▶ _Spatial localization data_
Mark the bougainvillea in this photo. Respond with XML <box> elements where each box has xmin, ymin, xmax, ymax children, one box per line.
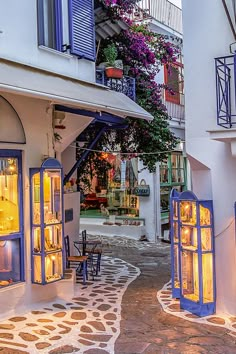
<box><xmin>78</xmin><ymin>0</ymin><xmax>180</xmax><ymax>187</ymax></box>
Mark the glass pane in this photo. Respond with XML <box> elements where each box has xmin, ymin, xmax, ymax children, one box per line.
<box><xmin>0</xmin><ymin>158</ymin><xmax>19</xmax><ymax>235</ymax></box>
<box><xmin>160</xmin><ymin>167</ymin><xmax>169</xmax><ymax>183</ymax></box>
<box><xmin>45</xmin><ymin>252</ymin><xmax>63</xmax><ymax>283</ymax></box>
<box><xmin>32</xmin><ymin>172</ymin><xmax>41</xmax><ymax>225</ymax></box>
<box><xmin>202</xmin><ymin>254</ymin><xmax>214</xmax><ymax>303</ymax></box>
<box><xmin>201</xmin><ymin>228</ymin><xmax>212</xmax><ymax>251</ymax></box>
<box><xmin>180</xmin><ymin>201</ymin><xmax>196</xmax><ymax>225</ymax></box>
<box><xmin>161</xmin><ymin>187</ymin><xmax>170</xmax><ymax>212</ymax></box>
<box><xmin>44</xmin><ymin>225</ymin><xmax>62</xmax><ymax>252</ymax></box>
<box><xmin>33</xmin><ymin>255</ymin><xmax>42</xmax><ymax>284</ymax></box>
<box><xmin>33</xmin><ymin>227</ymin><xmax>41</xmax><ymax>253</ymax></box>
<box><xmin>181</xmin><ymin>226</ymin><xmax>197</xmax><ymax>251</ymax></box>
<box><xmin>174</xmin><ymin>244</ymin><xmax>180</xmax><ymax>289</ymax></box>
<box><xmin>0</xmin><ymin>239</ymin><xmax>21</xmax><ymax>287</ymax></box>
<box><xmin>181</xmin><ymin>251</ymin><xmax>199</xmax><ymax>302</ymax></box>
<box><xmin>173</xmin><ymin>221</ymin><xmax>178</xmax><ymax>243</ymax></box>
<box><xmin>43</xmin><ymin>170</ymin><xmax>62</xmax><ymax>223</ymax></box>
<box><xmin>43</xmin><ymin>0</ymin><xmax>57</xmax><ymax>49</ymax></box>
<box><xmin>173</xmin><ymin>200</ymin><xmax>178</xmax><ymax>220</ymax></box>
<box><xmin>172</xmin><ymin>168</ymin><xmax>184</xmax><ymax>183</ymax></box>
<box><xmin>200</xmin><ymin>205</ymin><xmax>211</xmax><ymax>225</ymax></box>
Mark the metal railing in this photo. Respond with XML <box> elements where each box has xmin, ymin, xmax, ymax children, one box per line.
<box><xmin>96</xmin><ymin>69</ymin><xmax>136</xmax><ymax>101</ymax></box>
<box><xmin>215</xmin><ymin>54</ymin><xmax>236</xmax><ymax>128</ymax></box>
<box><xmin>165</xmin><ymin>95</ymin><xmax>185</xmax><ymax>125</ymax></box>
<box><xmin>132</xmin><ymin>0</ymin><xmax>182</xmax><ymax>34</ymax></box>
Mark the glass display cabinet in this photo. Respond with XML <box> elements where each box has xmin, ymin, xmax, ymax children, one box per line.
<box><xmin>30</xmin><ymin>158</ymin><xmax>64</xmax><ymax>284</ymax></box>
<box><xmin>170</xmin><ymin>188</ymin><xmax>180</xmax><ymax>298</ymax></box>
<box><xmin>178</xmin><ymin>191</ymin><xmax>216</xmax><ymax>316</ymax></box>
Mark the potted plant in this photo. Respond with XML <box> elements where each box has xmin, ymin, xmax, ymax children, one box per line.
<box><xmin>103</xmin><ymin>44</ymin><xmax>123</xmax><ymax>79</ymax></box>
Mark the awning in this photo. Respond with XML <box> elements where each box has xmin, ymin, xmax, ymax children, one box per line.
<box><xmin>0</xmin><ymin>58</ymin><xmax>153</xmax><ymax>121</ymax></box>
<box><xmin>95</xmin><ymin>6</ymin><xmax>129</xmax><ymax>41</ymax></box>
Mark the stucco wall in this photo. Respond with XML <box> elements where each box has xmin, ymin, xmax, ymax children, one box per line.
<box><xmin>0</xmin><ymin>1</ymin><xmax>95</xmax><ymax>82</ymax></box>
<box><xmin>138</xmin><ymin>160</ymin><xmax>161</xmax><ymax>242</ymax></box>
<box><xmin>182</xmin><ymin>0</ymin><xmax>236</xmax><ymax>314</ymax></box>
<box><xmin>0</xmin><ymin>92</ymin><xmax>75</xmax><ymax>318</ymax></box>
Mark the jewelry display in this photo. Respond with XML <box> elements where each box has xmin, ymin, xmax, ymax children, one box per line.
<box><xmin>170</xmin><ymin>190</ymin><xmax>216</xmax><ymax>317</ymax></box>
<box><xmin>30</xmin><ymin>158</ymin><xmax>64</xmax><ymax>285</ymax></box>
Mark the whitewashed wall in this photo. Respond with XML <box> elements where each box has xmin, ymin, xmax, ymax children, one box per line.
<box><xmin>0</xmin><ymin>1</ymin><xmax>95</xmax><ymax>82</ymax></box>
<box><xmin>138</xmin><ymin>160</ymin><xmax>161</xmax><ymax>242</ymax></box>
<box><xmin>0</xmin><ymin>92</ymin><xmax>76</xmax><ymax>319</ymax></box>
<box><xmin>182</xmin><ymin>0</ymin><xmax>236</xmax><ymax>314</ymax></box>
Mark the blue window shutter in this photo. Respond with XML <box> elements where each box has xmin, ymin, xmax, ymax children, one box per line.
<box><xmin>68</xmin><ymin>0</ymin><xmax>96</xmax><ymax>61</ymax></box>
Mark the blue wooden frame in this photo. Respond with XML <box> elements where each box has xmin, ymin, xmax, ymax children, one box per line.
<box><xmin>174</xmin><ymin>190</ymin><xmax>216</xmax><ymax>317</ymax></box>
<box><xmin>37</xmin><ymin>0</ymin><xmax>63</xmax><ymax>52</ymax></box>
<box><xmin>30</xmin><ymin>158</ymin><xmax>65</xmax><ymax>285</ymax></box>
<box><xmin>0</xmin><ymin>150</ymin><xmax>24</xmax><ymax>283</ymax></box>
<box><xmin>68</xmin><ymin>0</ymin><xmax>96</xmax><ymax>61</ymax></box>
<box><xmin>170</xmin><ymin>188</ymin><xmax>180</xmax><ymax>298</ymax></box>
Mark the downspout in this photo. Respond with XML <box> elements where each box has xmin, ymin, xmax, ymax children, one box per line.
<box><xmin>153</xmin><ymin>165</ymin><xmax>161</xmax><ymax>242</ymax></box>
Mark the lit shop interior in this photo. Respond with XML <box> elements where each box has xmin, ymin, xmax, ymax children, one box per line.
<box><xmin>80</xmin><ymin>153</ymin><xmax>140</xmax><ymax>219</ymax></box>
<box><xmin>0</xmin><ymin>154</ymin><xmax>22</xmax><ymax>288</ymax></box>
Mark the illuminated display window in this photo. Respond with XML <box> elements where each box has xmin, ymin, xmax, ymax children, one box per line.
<box><xmin>170</xmin><ymin>190</ymin><xmax>216</xmax><ymax>316</ymax></box>
<box><xmin>0</xmin><ymin>150</ymin><xmax>24</xmax><ymax>288</ymax></box>
<box><xmin>30</xmin><ymin>158</ymin><xmax>64</xmax><ymax>285</ymax></box>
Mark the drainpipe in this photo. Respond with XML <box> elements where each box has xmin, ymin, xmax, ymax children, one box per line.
<box><xmin>153</xmin><ymin>165</ymin><xmax>161</xmax><ymax>242</ymax></box>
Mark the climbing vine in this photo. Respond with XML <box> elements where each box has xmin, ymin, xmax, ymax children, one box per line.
<box><xmin>77</xmin><ymin>0</ymin><xmax>180</xmax><ymax>188</ymax></box>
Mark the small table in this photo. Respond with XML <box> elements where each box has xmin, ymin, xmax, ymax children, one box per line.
<box><xmin>74</xmin><ymin>239</ymin><xmax>102</xmax><ymax>278</ymax></box>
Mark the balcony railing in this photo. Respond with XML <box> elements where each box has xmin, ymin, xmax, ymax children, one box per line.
<box><xmin>96</xmin><ymin>69</ymin><xmax>136</xmax><ymax>101</ymax></box>
<box><xmin>215</xmin><ymin>54</ymin><xmax>236</xmax><ymax>128</ymax></box>
<box><xmin>165</xmin><ymin>95</ymin><xmax>185</xmax><ymax>125</ymax></box>
<box><xmin>131</xmin><ymin>0</ymin><xmax>182</xmax><ymax>35</ymax></box>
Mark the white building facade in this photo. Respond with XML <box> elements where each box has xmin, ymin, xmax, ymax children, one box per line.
<box><xmin>182</xmin><ymin>0</ymin><xmax>236</xmax><ymax>314</ymax></box>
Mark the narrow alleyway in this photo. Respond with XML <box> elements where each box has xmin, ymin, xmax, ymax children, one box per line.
<box><xmin>0</xmin><ymin>236</ymin><xmax>236</xmax><ymax>353</ymax></box>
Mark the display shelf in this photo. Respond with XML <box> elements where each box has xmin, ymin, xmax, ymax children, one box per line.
<box><xmin>172</xmin><ymin>190</ymin><xmax>216</xmax><ymax>317</ymax></box>
<box><xmin>30</xmin><ymin>158</ymin><xmax>64</xmax><ymax>285</ymax></box>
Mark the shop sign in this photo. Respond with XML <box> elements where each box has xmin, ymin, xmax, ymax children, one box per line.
<box><xmin>134</xmin><ymin>179</ymin><xmax>150</xmax><ymax>197</ymax></box>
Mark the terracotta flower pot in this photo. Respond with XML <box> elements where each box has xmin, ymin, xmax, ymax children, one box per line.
<box><xmin>105</xmin><ymin>67</ymin><xmax>123</xmax><ymax>79</ymax></box>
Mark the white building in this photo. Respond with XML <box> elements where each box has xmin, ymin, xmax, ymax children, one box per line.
<box><xmin>0</xmin><ymin>0</ymin><xmax>151</xmax><ymax>319</ymax></box>
<box><xmin>182</xmin><ymin>0</ymin><xmax>236</xmax><ymax>314</ymax></box>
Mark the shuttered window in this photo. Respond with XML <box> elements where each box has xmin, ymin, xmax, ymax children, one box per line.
<box><xmin>164</xmin><ymin>63</ymin><xmax>184</xmax><ymax>105</ymax></box>
<box><xmin>37</xmin><ymin>0</ymin><xmax>95</xmax><ymax>61</ymax></box>
<box><xmin>68</xmin><ymin>0</ymin><xmax>96</xmax><ymax>61</ymax></box>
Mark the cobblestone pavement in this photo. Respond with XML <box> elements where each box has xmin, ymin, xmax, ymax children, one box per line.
<box><xmin>0</xmin><ymin>236</ymin><xmax>236</xmax><ymax>353</ymax></box>
<box><xmin>104</xmin><ymin>237</ymin><xmax>236</xmax><ymax>354</ymax></box>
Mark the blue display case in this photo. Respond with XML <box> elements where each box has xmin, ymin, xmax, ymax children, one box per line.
<box><xmin>170</xmin><ymin>188</ymin><xmax>180</xmax><ymax>298</ymax></box>
<box><xmin>177</xmin><ymin>191</ymin><xmax>216</xmax><ymax>316</ymax></box>
<box><xmin>30</xmin><ymin>158</ymin><xmax>64</xmax><ymax>284</ymax></box>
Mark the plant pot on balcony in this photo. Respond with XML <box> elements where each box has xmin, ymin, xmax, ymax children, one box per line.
<box><xmin>105</xmin><ymin>67</ymin><xmax>123</xmax><ymax>79</ymax></box>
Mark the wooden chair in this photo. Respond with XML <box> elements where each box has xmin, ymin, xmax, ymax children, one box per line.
<box><xmin>64</xmin><ymin>235</ymin><xmax>88</xmax><ymax>285</ymax></box>
<box><xmin>81</xmin><ymin>230</ymin><xmax>102</xmax><ymax>276</ymax></box>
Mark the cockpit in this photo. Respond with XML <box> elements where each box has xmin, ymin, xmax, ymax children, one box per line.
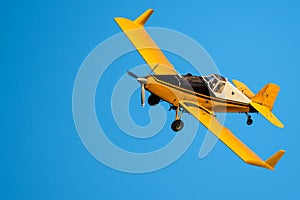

▶ _What to work on_
Starting at the line containing "Mark the white building in", output every remaining line of the records above exactly, the last one included. Nothing else belongs in the output, and no pictures either.

▶ _Task answer_
Mark the white building in this photo. Respond with XML <box> elements where each box has xmin, ymin, xmax, ymax children, one box per line.
<box><xmin>0</xmin><ymin>0</ymin><xmax>151</xmax><ymax>319</ymax></box>
<box><xmin>182</xmin><ymin>0</ymin><xmax>236</xmax><ymax>314</ymax></box>
Mark the shuttered window in this photo. Respond with XML <box> elements where each box has xmin, ymin, xmax, ymax children, one box per line.
<box><xmin>164</xmin><ymin>63</ymin><xmax>184</xmax><ymax>105</ymax></box>
<box><xmin>37</xmin><ymin>0</ymin><xmax>95</xmax><ymax>61</ymax></box>
<box><xmin>68</xmin><ymin>0</ymin><xmax>96</xmax><ymax>61</ymax></box>
Mark the cobblestone pavement in this photo. Respond with XML <box> elements where each box has xmin, ymin, xmax, ymax children, one box per line.
<box><xmin>0</xmin><ymin>236</ymin><xmax>236</xmax><ymax>353</ymax></box>
<box><xmin>104</xmin><ymin>237</ymin><xmax>236</xmax><ymax>354</ymax></box>
Mark the blue display case in this photo. Respond with XML <box> elements where each box has xmin, ymin, xmax, ymax children, one box per line.
<box><xmin>170</xmin><ymin>188</ymin><xmax>180</xmax><ymax>298</ymax></box>
<box><xmin>177</xmin><ymin>191</ymin><xmax>216</xmax><ymax>316</ymax></box>
<box><xmin>30</xmin><ymin>158</ymin><xmax>64</xmax><ymax>284</ymax></box>
Mark the plant pot on balcony in this photo. Respond with XML <box> elements where each box has xmin, ymin, xmax, ymax children, one box per line.
<box><xmin>105</xmin><ymin>67</ymin><xmax>123</xmax><ymax>79</ymax></box>
Mark the wooden chair in this photo. Respond with XML <box> elements where each box has xmin, ymin, xmax, ymax children, one box per line.
<box><xmin>64</xmin><ymin>235</ymin><xmax>88</xmax><ymax>285</ymax></box>
<box><xmin>81</xmin><ymin>230</ymin><xmax>102</xmax><ymax>276</ymax></box>
Mark the cockpit in this photo. Respond with XML <box> elements where each box has xmin, ymin, xmax, ymax children, one box per line.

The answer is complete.